#### MATERIAL FOR THE TASK ####

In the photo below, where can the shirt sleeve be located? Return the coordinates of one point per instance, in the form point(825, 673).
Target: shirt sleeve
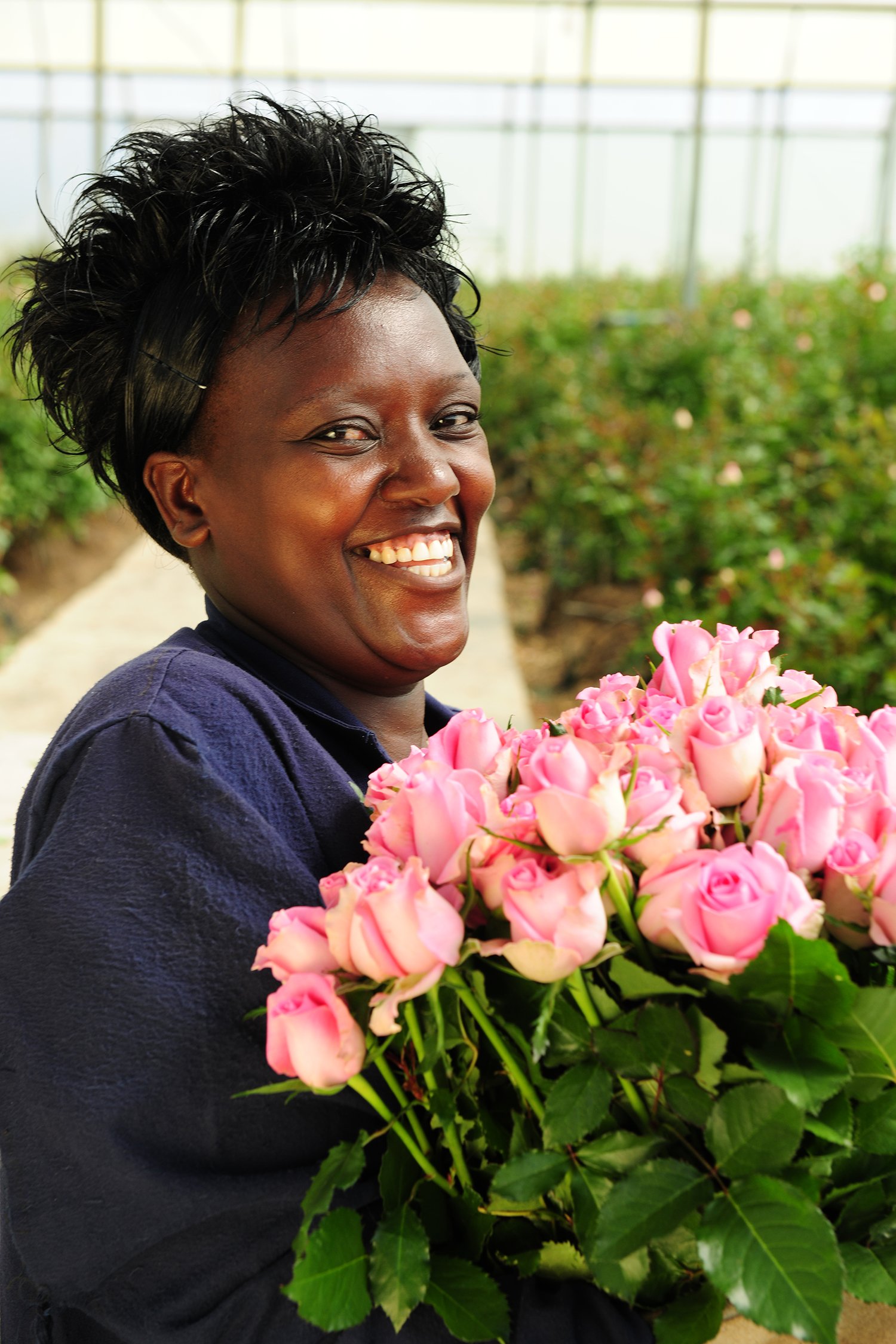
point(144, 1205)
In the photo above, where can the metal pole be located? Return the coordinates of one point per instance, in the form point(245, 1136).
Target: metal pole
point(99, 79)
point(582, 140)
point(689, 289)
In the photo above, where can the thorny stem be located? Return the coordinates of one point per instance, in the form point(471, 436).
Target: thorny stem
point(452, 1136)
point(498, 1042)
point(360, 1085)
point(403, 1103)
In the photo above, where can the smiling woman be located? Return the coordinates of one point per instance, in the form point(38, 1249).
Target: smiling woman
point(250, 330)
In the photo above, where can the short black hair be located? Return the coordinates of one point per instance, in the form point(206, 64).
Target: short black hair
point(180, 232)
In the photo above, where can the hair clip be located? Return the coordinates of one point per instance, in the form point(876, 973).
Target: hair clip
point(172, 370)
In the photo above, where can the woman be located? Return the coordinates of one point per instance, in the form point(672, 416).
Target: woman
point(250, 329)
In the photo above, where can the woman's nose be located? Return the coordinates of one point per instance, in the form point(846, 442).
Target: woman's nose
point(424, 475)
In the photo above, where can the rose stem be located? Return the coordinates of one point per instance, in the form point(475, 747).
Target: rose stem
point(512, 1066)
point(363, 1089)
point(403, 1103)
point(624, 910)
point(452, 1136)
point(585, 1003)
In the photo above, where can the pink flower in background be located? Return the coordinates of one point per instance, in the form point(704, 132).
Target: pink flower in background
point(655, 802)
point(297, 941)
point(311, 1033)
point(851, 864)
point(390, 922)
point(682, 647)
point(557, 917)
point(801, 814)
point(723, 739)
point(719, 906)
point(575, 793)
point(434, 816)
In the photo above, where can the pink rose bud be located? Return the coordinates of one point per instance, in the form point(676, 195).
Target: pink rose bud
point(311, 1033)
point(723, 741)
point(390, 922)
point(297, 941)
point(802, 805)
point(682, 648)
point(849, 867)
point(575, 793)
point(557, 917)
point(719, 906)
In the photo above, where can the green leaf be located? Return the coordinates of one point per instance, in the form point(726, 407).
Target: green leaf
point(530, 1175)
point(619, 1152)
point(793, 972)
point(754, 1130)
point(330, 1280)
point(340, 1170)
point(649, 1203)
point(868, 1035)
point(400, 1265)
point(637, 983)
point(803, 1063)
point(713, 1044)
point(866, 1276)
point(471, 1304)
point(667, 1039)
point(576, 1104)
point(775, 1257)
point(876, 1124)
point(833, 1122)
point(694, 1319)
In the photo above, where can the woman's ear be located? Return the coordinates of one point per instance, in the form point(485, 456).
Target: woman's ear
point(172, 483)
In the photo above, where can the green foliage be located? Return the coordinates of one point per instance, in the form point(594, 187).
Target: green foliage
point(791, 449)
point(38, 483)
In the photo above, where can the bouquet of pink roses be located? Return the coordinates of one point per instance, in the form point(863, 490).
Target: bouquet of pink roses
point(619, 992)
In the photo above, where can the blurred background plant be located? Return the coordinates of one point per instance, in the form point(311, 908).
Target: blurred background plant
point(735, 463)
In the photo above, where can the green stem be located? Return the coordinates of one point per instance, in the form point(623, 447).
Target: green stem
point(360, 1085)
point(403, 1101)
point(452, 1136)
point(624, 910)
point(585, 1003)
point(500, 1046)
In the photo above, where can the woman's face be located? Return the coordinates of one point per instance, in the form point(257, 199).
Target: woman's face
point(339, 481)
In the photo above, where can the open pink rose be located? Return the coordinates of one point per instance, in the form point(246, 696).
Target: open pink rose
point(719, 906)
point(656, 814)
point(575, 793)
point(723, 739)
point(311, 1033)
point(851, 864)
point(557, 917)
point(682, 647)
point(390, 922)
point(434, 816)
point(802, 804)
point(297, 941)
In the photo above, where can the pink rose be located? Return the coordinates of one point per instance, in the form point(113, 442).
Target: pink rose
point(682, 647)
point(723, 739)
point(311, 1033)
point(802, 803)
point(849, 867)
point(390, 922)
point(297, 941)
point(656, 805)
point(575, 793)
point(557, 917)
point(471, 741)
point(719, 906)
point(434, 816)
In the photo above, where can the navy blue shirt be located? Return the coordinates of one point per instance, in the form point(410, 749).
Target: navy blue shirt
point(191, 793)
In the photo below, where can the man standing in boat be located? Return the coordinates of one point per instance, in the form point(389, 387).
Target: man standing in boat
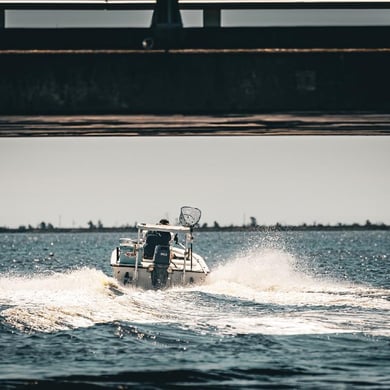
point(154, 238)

####
#### MATERIAL FOR THE TASK ####

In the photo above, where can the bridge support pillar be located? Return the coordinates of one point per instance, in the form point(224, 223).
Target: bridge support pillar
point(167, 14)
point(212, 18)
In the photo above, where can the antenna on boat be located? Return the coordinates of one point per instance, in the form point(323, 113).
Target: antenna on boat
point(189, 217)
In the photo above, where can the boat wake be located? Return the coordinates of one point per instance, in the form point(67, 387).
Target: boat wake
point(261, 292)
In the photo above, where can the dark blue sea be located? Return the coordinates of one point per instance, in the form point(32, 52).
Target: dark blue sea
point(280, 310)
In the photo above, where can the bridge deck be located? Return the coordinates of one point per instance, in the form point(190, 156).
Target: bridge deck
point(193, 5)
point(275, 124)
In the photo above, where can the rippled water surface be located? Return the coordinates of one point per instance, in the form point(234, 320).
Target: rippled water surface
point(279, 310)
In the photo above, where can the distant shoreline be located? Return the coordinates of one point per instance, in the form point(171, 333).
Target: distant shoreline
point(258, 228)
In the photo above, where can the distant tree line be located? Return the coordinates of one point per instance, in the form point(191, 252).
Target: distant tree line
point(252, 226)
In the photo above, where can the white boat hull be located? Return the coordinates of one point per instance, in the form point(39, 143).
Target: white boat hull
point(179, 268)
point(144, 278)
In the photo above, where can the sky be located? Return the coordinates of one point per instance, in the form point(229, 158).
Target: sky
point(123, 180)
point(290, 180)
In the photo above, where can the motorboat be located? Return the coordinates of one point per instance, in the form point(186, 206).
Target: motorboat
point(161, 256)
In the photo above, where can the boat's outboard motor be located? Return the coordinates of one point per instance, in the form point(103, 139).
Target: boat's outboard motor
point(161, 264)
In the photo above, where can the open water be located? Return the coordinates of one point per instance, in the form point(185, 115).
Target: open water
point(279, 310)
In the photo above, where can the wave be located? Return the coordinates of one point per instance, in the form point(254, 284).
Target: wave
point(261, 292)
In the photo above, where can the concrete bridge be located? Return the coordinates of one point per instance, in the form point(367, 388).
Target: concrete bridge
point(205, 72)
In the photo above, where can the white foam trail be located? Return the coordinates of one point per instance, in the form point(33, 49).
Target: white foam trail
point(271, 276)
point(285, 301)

####
#### MATERIAL FOR THE TASK ####

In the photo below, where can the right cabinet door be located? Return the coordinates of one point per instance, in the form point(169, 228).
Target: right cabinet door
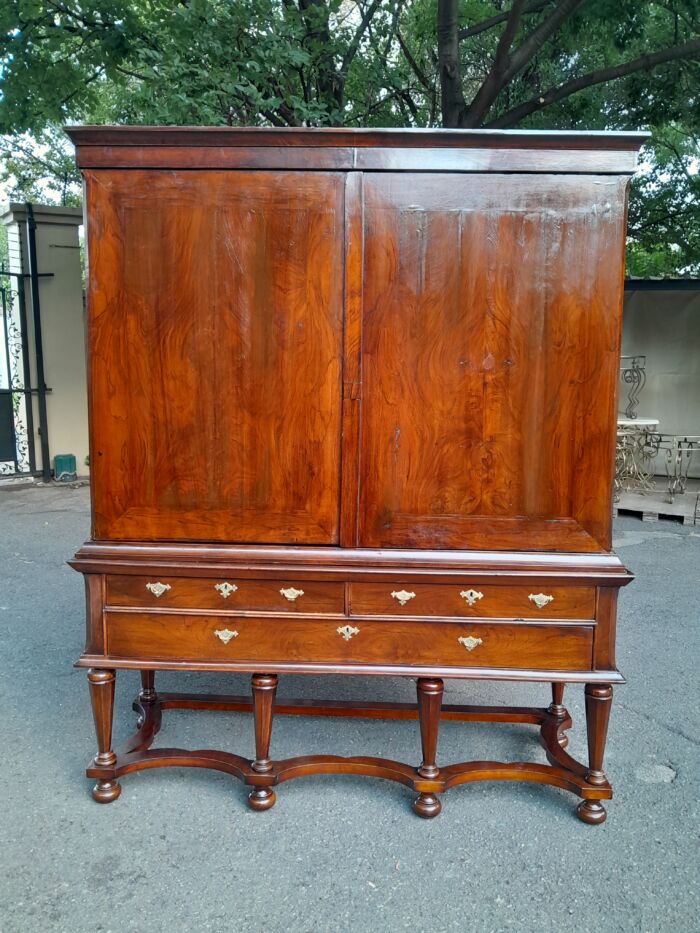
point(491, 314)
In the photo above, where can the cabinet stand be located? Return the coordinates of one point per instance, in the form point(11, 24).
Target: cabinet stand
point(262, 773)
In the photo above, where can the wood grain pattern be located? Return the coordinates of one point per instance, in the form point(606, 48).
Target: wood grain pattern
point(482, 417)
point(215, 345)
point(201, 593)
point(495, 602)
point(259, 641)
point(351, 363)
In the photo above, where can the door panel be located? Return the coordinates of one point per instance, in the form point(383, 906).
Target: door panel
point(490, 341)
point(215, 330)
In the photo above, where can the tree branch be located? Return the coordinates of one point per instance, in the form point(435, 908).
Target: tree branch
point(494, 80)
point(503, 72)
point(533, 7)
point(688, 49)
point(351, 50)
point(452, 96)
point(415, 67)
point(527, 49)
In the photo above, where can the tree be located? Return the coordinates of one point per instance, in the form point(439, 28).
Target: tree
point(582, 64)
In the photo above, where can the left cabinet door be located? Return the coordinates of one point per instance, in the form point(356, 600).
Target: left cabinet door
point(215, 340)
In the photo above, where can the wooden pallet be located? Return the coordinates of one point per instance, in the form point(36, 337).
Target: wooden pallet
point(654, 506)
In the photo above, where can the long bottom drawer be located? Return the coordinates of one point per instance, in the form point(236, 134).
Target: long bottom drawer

####

# TASK REQUIREMENTS:
Gather each line of the material above that contains the word "shoreline" and copy it out. Case matters.

# TASK ANSWER:
In the photo above, where can the distant shoreline be located? Return the coordinates of one point per instance, in the form point(171, 333).
Target: distant shoreline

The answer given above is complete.